Rows from a box-labeling dataset:
:::::
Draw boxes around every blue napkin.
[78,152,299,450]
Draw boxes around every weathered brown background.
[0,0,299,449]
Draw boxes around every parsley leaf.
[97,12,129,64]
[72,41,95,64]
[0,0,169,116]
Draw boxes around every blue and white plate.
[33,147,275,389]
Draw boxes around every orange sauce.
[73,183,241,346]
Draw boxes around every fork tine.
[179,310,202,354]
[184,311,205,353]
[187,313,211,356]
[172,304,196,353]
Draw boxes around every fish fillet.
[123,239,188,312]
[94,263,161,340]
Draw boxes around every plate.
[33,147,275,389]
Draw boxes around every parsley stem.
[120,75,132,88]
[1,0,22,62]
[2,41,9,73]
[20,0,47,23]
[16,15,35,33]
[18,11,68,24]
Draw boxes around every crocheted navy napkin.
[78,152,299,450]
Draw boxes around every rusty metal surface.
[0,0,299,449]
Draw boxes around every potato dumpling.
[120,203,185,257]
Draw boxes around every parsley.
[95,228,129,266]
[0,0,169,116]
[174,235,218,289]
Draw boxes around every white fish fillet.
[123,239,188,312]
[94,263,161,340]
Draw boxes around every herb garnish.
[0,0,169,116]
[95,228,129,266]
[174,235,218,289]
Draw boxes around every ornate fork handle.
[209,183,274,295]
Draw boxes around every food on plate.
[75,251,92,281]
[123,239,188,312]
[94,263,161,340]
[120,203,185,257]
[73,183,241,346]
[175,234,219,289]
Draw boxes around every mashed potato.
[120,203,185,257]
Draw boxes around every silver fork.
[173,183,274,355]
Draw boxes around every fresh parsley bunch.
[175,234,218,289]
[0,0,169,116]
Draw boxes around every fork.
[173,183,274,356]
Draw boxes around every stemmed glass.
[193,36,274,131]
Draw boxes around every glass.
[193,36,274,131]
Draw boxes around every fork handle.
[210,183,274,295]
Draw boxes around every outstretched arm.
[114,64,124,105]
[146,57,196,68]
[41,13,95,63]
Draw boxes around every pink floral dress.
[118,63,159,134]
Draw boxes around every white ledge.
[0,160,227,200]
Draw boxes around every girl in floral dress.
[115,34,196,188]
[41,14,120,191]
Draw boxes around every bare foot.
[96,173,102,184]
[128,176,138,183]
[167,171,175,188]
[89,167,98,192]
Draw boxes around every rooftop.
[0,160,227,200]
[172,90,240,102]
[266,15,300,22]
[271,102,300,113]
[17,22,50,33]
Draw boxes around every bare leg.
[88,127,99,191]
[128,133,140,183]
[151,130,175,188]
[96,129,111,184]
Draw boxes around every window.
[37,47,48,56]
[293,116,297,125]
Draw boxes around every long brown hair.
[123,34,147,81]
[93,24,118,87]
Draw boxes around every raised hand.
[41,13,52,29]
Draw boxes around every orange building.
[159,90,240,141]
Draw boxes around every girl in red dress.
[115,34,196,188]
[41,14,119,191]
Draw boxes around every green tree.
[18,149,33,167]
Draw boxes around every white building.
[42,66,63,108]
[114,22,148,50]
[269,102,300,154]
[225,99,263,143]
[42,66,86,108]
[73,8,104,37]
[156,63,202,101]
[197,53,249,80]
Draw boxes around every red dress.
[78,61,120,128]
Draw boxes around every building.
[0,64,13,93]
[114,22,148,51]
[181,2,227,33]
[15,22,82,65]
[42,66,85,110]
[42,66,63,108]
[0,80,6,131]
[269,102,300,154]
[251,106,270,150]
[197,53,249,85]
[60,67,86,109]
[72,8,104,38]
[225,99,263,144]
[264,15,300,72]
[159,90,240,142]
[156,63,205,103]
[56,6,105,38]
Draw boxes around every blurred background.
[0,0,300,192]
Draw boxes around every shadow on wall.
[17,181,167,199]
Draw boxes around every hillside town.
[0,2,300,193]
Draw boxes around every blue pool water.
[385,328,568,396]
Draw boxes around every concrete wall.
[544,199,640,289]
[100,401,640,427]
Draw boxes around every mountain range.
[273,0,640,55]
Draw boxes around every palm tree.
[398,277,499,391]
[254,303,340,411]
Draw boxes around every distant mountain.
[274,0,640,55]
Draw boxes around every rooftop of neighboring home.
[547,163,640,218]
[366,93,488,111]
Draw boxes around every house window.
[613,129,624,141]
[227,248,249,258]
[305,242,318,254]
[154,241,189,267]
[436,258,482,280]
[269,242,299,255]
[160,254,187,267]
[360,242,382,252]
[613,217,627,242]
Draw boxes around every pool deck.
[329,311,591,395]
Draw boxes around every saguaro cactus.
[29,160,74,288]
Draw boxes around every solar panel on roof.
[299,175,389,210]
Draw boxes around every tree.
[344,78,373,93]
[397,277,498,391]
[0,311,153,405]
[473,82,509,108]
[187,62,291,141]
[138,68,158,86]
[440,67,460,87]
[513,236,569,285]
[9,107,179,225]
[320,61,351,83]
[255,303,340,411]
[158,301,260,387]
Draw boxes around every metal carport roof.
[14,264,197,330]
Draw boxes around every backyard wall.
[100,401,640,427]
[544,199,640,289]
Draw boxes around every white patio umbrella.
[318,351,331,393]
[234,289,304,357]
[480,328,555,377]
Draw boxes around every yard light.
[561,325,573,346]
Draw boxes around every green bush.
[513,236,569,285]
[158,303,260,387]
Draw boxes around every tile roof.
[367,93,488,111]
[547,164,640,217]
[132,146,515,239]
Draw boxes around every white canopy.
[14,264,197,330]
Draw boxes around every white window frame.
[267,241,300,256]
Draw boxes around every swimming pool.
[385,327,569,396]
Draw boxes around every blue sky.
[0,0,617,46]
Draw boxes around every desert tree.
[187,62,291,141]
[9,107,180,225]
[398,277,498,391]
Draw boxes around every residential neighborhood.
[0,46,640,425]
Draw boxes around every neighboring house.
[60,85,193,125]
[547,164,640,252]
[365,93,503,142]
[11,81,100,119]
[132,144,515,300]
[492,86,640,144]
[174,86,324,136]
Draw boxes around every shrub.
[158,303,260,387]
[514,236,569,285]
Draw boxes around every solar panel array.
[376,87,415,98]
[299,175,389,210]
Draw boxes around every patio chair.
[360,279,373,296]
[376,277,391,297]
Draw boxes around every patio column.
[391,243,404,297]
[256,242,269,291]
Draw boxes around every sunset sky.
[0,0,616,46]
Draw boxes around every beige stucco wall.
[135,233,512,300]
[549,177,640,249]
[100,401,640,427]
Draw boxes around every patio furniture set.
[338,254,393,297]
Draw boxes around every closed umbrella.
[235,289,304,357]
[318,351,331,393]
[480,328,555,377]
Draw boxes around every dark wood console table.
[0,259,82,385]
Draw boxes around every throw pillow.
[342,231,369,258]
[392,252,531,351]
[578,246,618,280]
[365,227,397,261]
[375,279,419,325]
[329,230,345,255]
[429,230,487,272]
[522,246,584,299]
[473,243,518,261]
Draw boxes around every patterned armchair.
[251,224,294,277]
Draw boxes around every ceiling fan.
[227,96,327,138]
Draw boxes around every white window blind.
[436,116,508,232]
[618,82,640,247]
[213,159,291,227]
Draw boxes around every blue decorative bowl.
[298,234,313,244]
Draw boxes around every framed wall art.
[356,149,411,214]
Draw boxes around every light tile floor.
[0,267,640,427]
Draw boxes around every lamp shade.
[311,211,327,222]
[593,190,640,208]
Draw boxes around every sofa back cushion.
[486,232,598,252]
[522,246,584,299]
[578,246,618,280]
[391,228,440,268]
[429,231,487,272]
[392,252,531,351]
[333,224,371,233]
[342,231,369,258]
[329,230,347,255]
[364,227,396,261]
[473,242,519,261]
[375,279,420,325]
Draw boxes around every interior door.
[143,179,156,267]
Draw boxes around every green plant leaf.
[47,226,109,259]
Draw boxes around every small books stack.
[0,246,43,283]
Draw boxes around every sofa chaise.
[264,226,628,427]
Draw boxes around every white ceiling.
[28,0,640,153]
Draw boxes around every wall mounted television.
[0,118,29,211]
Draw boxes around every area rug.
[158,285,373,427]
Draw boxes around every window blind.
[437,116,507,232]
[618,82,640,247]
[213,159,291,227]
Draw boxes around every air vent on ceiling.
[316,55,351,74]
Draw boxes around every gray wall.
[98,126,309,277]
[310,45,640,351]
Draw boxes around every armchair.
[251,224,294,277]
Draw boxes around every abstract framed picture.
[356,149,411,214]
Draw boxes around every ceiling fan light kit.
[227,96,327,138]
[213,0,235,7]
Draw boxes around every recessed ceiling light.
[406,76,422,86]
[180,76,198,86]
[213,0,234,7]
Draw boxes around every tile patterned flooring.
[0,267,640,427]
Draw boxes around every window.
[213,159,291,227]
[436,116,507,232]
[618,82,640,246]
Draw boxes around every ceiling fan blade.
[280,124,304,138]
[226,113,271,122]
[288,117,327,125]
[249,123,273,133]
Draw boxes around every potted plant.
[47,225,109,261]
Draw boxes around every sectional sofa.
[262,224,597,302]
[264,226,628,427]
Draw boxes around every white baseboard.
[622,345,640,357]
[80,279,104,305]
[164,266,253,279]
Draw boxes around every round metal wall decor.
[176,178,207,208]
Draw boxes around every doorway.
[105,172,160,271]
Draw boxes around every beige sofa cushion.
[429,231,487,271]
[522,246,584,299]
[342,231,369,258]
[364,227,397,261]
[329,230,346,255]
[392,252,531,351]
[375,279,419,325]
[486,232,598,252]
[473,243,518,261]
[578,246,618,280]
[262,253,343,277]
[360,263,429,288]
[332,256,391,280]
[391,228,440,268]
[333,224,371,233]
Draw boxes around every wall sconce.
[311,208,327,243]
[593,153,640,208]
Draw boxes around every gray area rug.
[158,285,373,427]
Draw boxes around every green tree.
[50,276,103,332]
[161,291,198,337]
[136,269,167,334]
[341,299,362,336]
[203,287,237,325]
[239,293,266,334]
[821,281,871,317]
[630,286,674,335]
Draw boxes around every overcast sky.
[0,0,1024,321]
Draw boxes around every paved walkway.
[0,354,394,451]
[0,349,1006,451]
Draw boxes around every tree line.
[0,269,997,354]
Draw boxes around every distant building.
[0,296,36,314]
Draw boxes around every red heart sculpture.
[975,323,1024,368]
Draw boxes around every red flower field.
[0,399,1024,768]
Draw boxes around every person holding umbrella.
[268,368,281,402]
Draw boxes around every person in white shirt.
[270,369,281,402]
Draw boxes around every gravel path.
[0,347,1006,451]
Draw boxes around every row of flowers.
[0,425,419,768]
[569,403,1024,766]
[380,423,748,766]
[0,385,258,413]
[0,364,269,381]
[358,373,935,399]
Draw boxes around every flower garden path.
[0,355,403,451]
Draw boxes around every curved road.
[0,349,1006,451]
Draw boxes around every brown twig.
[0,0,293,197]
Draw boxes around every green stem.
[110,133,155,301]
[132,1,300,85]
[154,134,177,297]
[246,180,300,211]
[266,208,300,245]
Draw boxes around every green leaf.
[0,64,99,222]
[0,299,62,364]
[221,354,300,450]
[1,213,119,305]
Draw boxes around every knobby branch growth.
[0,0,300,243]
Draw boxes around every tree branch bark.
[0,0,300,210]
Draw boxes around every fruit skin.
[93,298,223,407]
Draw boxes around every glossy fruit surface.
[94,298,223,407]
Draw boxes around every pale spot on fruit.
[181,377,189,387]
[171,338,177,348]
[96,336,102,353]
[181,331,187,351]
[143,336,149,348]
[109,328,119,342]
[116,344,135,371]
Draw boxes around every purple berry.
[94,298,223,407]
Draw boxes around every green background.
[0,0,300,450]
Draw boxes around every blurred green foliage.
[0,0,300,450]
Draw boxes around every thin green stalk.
:::::
* [Exercise description]: Render the rows from the line containing "Draw boxes around every white ledge." up to and including the line containing "[89,167,98,192]" as a JSON list of strings, one string per line, omitting any blank lines.

* [Final result]:
[
  "Draw boxes around every white ledge.",
  "[0,160,227,200]",
  "Draw boxes around every girl in floral dress.",
  "[115,34,196,188]",
  "[41,14,120,191]",
  "Draw boxes around every bare foot.",
  "[96,173,102,184]",
  "[128,176,138,183]",
  "[167,171,175,188]",
  "[89,167,98,192]"
]